PASSAGE PROVIDED —
=== Section Start ===

Dr. Roger O. Smith, PhD, OT, FAOTA, RESNA FellowCenter Director
Dr. Roger O. Smith is a professor in occupational science and technology. His research focuses on measurement related to disability and the application of assistive technology and universal design. In measurement, Smith examines assessments to determine their reliability and validity in use. He has created a software-based evaluation system that uses a branching question structure called TTSS (Trichotomous Tailored Sub-branching Scoring.) One component of Smith’s current research began many years ago, investigating the utility of the TTSS methodology as embedded in OTFACT software.
Smith also investigates the effectiveness of assistive technology and universal design interventions on the lives of people with disabilities. Currently, Smith directs several federally funded projects developing apps that measure accessibility. He has served as primary author and director for more than 35 grant and contract awards of over 10 million dollars of extramural-sponsored research, development, and training programs. These projects have supported many dozens of students in assistive technology training and research support positions.
Smith is the director of the R2D2 Center which provides an interdisciplinary home for basic research, applied research and development, as well as innovative instruction related to technology and disability.
Over the years he has affiliated the R2D2 Center with multiple college/school units in the University of Wisconsin-Milwaukee and many outside agencies and institutions. Current partnerships include Marquette University, the Medical College of Wisconsin, Independence First, Texas Woman’s University, Florida International University, and Columbia University.
Dr. Smith has served as President of RESNA, the Rehabilitation Engineering and Assistive Technology Society of North America, and as an advisor with federally funding agencies such as the National Institute of Disability Independent Living and Rehabilitation Research, the National Institutes of Health National Advisory Board for Medical Rehabilitation Research and for federally funded research centers at the University of Pittsburgh, Carnegie Mellon University, and at his home institution of the University of Wisconsin-Milwaukee. He has presented keynote lectures across the U.S. and in Italy, Switzerland, Ireland, the U.K., Australia, South Korea, Taiwan, Hong Kong, and China. He is one of the founding board members of the Global Alliance of Assistive Technology Organizations (GAATO).

=== Section End ===

SUPPLIED DATA —
=== Section Start ===

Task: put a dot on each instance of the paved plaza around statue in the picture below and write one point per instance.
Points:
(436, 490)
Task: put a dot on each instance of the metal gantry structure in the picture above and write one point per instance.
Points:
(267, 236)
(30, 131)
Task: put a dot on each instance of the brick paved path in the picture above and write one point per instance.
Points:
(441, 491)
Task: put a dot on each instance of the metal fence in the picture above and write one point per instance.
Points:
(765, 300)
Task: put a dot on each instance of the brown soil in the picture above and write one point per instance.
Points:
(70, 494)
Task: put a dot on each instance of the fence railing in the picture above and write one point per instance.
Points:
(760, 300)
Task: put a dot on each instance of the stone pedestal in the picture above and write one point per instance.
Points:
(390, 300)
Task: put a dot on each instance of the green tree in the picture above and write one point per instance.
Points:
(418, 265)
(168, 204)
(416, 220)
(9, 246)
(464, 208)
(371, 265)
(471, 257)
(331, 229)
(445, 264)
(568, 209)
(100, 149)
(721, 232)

=== Section End ===

YOUR ASSIGNMENT —
Decide whether each statement agrees with the profile of Dr. Roger O. Smith, answering yes or no and quoting the words of the profile that settle it. (a) Smith has served as primary author and director for more than 35 grant and contract awards. (b) Carnegie Mellon University is among the R2D2 Center's current partnerships. (c) The evaluation system Smith created uses a branching question structure called TTSS.

COMPLETED TASK —
(a) Yes: "He has served as primary author and director for more than 35 grant and contract awards of over 10 million dollars of extramural-sponsored research, development, and training programs."
(b) No: "Current partnerships include Marquette University, the Medical College of Wisconsin, Independence First, Texas Woman’s University, Florida International University, and Columbia University."
(c) Yes: "He has created a software-based evaluation system that uses a branching question structure called TTSS (Trichotomous Tailored Sub-branching Scoring.)"